--- SET EXERCISE ---
Below is a set of records. Repeat all of them exactly.

--- RECORD SET ---
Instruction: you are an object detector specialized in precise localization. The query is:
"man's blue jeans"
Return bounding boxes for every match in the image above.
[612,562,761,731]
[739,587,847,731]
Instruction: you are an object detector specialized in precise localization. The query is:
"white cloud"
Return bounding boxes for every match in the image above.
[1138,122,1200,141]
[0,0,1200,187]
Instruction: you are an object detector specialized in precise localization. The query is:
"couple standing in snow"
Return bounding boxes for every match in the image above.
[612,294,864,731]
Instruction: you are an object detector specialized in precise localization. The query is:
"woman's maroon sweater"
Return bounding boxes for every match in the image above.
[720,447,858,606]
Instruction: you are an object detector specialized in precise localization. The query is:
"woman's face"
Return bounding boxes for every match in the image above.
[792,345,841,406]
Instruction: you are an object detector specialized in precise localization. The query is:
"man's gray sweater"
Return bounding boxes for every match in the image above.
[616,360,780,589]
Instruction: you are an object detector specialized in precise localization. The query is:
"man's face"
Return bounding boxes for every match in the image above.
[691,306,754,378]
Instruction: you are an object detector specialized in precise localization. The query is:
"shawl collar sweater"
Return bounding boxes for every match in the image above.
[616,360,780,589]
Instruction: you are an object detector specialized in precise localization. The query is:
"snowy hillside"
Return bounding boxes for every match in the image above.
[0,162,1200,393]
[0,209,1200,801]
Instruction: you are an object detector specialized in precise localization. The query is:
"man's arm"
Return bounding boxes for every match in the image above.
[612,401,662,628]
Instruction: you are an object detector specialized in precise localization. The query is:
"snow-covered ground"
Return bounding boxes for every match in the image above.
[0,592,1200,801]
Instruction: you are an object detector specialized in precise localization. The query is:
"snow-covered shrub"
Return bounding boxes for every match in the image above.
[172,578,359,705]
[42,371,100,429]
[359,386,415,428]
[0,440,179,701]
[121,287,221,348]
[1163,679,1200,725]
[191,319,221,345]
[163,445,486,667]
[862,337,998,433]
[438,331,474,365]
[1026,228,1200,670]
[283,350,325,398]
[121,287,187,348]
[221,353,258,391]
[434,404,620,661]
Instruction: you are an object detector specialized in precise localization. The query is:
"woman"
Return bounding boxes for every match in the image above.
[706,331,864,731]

--- RESPONSE TO THIS EXERCISE ---
Instruction: you are an object detector specialized in precise localization. The query is:
"man's blue jeans"
Return bounding boxes for every match in the image above.
[612,562,761,731]
[739,587,847,731]
Instruction: you are an object detector specialized in precise localization. The query is:
"white cloud"
Return bounding boxes for every match in the image above.
[1138,122,1200,141]
[0,0,1200,187]
Instruction: you are an object detector specialized in precise localization. The query is:
"couple standing in snow"
Return bounding boxes for every match in the image above.
[612,294,864,731]
Instruction: you are an object detector specialized in precise localization. The query is:
"woman's maroon sweater"
Return bounding boxes for every match in the image above.
[720,447,858,606]
Instruction: you are an object detector specialized in precise localization. The query is:
"woman's face"
Return bounding boxes for every match in the image above.
[792,345,841,406]
Instruction: you are an object detector specialized in precise localization. The query is:
"man's gray sweater"
Return bounding boxes for every match in the image above.
[616,360,780,589]
Instruction: you are an object detector specialized in precise localization. The query is:
"man's face"
Return bounding boxes for every match in the image above.
[691,306,754,378]
Instruction: you are an object detector specialized in precise localization. The query is:
"shawl collar sweater"
Return bounding boxes for every match in the image above.
[616,360,780,589]
Instruction: you are an object detector specialized in precise localization. The query is:
"snowy hillside"
Return bounding boxes for every match in the image above.
[0,162,1200,393]
[0,209,1200,801]
Instruction: you are an object detector specialized in precise localization. The query is:
"man's arm"
Return bounding boxes for every match in the image above.
[612,401,662,628]
Instruction: you are an object detector specialized in precise localization. The query is:
"snow-covered ground"
Return bounding boxes for every match in the image above.
[0,592,1200,801]
Instruction: you are an object detector specialized in precise localization. The query is:
"snow-covered shrub"
Return bounding boxes for every match in the image above.
[172,578,359,705]
[42,371,100,429]
[359,386,415,428]
[0,440,179,701]
[121,287,221,348]
[1163,679,1200,725]
[191,319,221,345]
[163,445,486,667]
[862,337,998,433]
[438,331,474,365]
[1026,228,1200,670]
[283,350,325,398]
[121,287,187,348]
[221,353,258,391]
[434,404,620,661]
Instruction: you are an object detector specialized in precise localization. The query is:
"woman"
Return bounding boxes for every match in the image above.
[706,331,864,731]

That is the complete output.